• Extract to read:
----------------
Rosemary Garlic Beer Bread
Rosemary Garlic Beer Bread

beer in bread? Yes, please! The crispy and tender rosemary and garlic beer bread is prepared with pilsner. It’s the perfect partner for a warm bowl of chili or an exciting base for homemade avocado toast.

In this recipe

  • What is beer bread?
  • Add rosemary and garlic!
  • How does beer bread taste?
  • The best beer for beer bread
  • Tips for baking beer bread
  • substitutions
  • Beer bread variations
  • Best way to serve beer bread
  • Storage Instructions
  • More savory quick breads to try

You may find a recipe for beer bread in the pages of Southern church cookbooks and in old collections of recipes shared by the family. I first learned about beer bread nearly 20 years ago when I was fresh out of college in Kentucky and was working in family and consumer science (formerly known as home economics).

After experimenting with my own variations, I made simple changes to this historic recipe. Rosemary Garlic Beer Bread uses self-raising flour, butter, fresh garlic, rosemary, and Pilsner, a crisp, refreshing pale lager with minimal hop bitterness that originated in the Czech Republic. It’s a flavorful bread that comes together quickly.

What is beer bread?

Beer bread uses beer as the main ingredient. The basic recipe for bear bread consists of three ingredients: self-raising flour, butter and beer. The texture of beer bread is cookie-like. It’s dense and firm, but crumbly around the edges.

Add rosemary and garlic!

While I find this classic combination to be just fine in terms of flavor, I took the opportunity to create something far better than the original.

My beer bread recipe uses the same key ingredients I learned almost 20 years ago: 3 cups of self-raising flour are stirred with 2 tablespoons of melted butter and a 12-ounce can of beer. I chose a pilsner because it tastes stronger than an American lager, but still has little hop bitterness. Its malty character and refreshing taste pair well with the biscuit notes of the bread.

I always add 1 to 3 teaspoons of sugar to balance out the savory taste of the bread. Herbs, spices and sometimes cheese can also be added to my mix. This recipe features fresh garlic and rosemary along with scallions.

How does beer bread taste?

It tastes like beer. If you don’t like beer, you probably won’t like beer bread.
----------------
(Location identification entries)

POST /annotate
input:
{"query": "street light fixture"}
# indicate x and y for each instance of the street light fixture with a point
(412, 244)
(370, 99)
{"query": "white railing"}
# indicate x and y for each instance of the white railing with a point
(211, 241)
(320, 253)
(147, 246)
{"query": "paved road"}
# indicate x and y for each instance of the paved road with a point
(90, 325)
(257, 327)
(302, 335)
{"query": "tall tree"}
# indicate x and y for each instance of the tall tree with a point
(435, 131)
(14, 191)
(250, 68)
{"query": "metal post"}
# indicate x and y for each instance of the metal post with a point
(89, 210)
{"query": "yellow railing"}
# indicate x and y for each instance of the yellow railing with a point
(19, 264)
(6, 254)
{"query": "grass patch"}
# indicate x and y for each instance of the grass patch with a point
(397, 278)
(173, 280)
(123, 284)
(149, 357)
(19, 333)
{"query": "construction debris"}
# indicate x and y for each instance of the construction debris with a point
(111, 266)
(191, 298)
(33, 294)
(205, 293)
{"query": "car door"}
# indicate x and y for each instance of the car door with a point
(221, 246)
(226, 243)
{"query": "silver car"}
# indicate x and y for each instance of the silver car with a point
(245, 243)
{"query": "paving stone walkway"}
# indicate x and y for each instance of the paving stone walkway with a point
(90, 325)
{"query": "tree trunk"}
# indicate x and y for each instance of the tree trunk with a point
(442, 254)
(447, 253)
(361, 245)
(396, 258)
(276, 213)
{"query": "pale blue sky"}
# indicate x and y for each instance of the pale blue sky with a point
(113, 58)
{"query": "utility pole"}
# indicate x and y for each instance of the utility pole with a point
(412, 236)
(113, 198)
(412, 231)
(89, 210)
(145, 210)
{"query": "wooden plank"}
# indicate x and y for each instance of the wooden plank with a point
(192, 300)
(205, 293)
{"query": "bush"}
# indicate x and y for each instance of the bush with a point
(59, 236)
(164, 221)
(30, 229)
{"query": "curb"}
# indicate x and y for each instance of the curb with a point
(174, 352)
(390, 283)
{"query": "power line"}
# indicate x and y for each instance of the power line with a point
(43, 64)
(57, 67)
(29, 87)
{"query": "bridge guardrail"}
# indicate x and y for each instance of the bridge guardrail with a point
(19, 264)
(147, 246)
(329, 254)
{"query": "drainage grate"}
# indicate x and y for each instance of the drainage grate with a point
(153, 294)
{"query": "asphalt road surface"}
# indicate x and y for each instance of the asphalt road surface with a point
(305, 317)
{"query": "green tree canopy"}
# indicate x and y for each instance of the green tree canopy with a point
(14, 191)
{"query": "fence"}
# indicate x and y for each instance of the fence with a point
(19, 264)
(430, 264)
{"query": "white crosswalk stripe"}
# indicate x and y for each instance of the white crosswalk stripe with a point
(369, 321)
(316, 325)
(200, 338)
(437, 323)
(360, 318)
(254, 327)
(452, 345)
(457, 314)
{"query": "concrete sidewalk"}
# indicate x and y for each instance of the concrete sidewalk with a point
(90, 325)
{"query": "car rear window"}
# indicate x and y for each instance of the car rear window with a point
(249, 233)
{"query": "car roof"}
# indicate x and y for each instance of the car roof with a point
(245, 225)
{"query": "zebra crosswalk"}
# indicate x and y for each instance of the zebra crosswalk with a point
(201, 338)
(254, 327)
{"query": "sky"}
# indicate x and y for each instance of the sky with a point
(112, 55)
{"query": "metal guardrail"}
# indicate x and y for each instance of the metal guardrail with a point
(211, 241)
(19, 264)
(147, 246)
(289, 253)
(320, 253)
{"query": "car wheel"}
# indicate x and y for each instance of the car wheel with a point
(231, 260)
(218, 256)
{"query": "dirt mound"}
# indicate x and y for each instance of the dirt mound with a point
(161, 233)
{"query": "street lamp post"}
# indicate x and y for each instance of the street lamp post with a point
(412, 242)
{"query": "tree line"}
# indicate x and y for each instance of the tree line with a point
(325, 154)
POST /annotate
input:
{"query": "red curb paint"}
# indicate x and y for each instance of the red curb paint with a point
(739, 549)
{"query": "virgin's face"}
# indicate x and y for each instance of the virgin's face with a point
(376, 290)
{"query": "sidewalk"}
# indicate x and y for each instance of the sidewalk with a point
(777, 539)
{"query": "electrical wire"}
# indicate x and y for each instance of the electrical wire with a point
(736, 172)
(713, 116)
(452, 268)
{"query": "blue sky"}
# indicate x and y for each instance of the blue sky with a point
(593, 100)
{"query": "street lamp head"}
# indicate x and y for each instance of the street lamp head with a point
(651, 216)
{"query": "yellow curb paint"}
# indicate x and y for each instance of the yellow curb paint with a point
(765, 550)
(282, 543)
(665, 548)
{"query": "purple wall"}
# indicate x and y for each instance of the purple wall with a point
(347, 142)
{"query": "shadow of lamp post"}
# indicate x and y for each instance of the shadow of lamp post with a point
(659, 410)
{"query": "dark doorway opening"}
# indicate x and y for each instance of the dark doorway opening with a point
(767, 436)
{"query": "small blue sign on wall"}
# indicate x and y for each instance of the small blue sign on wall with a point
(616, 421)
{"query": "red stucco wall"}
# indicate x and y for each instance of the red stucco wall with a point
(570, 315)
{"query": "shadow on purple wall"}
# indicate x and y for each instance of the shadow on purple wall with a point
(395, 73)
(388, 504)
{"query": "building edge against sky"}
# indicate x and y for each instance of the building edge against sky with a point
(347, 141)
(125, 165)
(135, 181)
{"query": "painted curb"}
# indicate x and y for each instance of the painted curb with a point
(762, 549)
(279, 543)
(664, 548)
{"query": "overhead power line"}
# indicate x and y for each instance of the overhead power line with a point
----------------
• What you need to do:
[a] Answer these questions about the beer bread recipe:
(i) In which state was the writer fresh out of college when first learning about beer bread?
(ii) In which country did Pilsner originate?
(iii) How much sugar does the writer always add to balance the savory taste?
[b] Locate every row that contains the word "drainage" and copy each of those rows.

• Answers to the problems:
[a]
(i) Kentucky
(ii) The Czech Republic
(iii) 1 to 3 teaspoons

[b]
{"query": "drainage grate"}
# indicate x and y for each instance of the drainage grate with a point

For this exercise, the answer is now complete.